● **Instruction**
In the diary entry, what did the cowherd boys do as they entered Aghāsura's mouth?

* BEGIN Supplied text *

Diary entry dated 10th November 2019:
This morning’s class at the Manor covered a series of verses from Śrī Caitanya-caritāmṛta. In one of those verses, Śrī Caitanya Mahāprabhu says, “Where is Śrī Kṛṣṇa, whose form is curved in three places? Where is the sweet song of His flute, and where is the bank of the Yamunā? Where is the rāsa dance? Where is that dancing, singing and laughing? Where is My Lord, Madana-mohana, the enchanter of Cupid?” (Śrī Caitanya-caritāmṛta, Madhya-līlā 2.56)
Here, Caitanya Mahāprabhu is lamenting due to feelings of intense separation from Kṛṣṇa and the land of Vṛndāvana. It is mentioned elsewhere that He sometimes mistook the Ganges for the river Yamunā or mistook sand dunes for Govardhana Hill, and as a result became completely absorbed in devotional ecstasy.
On Sundays, a lot of guests come to the Manor, so the usual car park fills up quickly and the majority of cars are parked on the field nearest to the temple. Devotees are required to manage the field to make sure space is used optimally. Whilst doing that service earlier today, I saw a small stretch of water at the edge of the road and was reminded of the river Yamunā. For a fleeting moment, something stirred deep in my heart; as tears threatened to fall from my eyes, I thought to myself, where is He who wanders in the forests along the banks of the Yamunā?
Since there is nothing that is beyond His power, there’s no one better to depend on than Kṛṣṇa. When the cowherd boys of Vṛndāvana came across the demon Aghāsura, who had taken on the form of a giant python and whose open mouth resembled a vast cave that stretched up into the clouds, they were unafraid to enter the demon’s mouth. In fact, Śrīmad-Bhāgavatam 10.12.24 mentions that the cowherd boys laughed loudly and clapped their hands as they entered Aghāsura’s mouth. They had full faith that Kṛṣṇa would protect them, and thus they felt no fear.

* END Supplied text *
* BEGIN Data section *

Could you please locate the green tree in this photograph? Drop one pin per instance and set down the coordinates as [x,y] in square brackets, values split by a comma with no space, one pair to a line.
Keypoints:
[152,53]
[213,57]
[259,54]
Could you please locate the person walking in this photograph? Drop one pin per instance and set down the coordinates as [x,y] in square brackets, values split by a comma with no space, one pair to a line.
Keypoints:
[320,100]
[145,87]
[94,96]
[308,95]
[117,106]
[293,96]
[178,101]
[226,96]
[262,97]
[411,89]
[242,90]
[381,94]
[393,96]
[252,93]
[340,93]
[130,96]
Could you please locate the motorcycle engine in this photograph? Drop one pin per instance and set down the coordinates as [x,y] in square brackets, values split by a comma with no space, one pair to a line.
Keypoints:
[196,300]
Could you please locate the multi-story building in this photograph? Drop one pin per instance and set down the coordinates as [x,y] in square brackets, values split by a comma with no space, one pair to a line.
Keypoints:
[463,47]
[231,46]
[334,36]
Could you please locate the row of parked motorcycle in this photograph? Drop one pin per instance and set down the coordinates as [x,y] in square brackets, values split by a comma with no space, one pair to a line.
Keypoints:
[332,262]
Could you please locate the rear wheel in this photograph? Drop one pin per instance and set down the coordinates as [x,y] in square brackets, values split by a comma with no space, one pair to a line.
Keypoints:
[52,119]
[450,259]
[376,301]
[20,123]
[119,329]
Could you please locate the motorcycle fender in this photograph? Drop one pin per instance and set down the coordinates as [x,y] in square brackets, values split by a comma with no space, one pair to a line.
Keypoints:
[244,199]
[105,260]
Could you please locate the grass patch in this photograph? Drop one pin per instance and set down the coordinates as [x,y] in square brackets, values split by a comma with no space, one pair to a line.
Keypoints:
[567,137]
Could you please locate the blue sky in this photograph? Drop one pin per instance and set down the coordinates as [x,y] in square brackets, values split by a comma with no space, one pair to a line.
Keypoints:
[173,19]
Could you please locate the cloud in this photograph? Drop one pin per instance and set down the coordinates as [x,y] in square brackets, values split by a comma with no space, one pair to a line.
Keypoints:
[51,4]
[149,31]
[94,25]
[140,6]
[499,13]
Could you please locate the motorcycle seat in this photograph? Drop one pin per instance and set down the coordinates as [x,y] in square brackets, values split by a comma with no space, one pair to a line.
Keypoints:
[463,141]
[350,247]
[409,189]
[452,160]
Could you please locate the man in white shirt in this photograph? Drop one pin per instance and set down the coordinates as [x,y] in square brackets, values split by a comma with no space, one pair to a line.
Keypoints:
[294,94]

* END Data section *
* BEGIN Data section *

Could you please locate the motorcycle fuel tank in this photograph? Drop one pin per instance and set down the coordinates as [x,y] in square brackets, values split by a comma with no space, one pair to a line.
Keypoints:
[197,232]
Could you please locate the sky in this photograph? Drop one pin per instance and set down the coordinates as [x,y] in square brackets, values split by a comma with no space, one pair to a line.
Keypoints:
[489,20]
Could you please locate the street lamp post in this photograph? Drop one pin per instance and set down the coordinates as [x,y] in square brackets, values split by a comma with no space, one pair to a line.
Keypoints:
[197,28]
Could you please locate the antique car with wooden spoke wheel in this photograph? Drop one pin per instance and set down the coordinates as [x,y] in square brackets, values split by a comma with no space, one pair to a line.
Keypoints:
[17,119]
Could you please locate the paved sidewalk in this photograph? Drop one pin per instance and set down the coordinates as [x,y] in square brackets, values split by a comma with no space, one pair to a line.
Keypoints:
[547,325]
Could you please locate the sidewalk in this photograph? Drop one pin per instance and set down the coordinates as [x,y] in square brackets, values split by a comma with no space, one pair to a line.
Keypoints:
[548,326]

* END Data section *

● **Reply**
They laughed loudly and clapped their hands.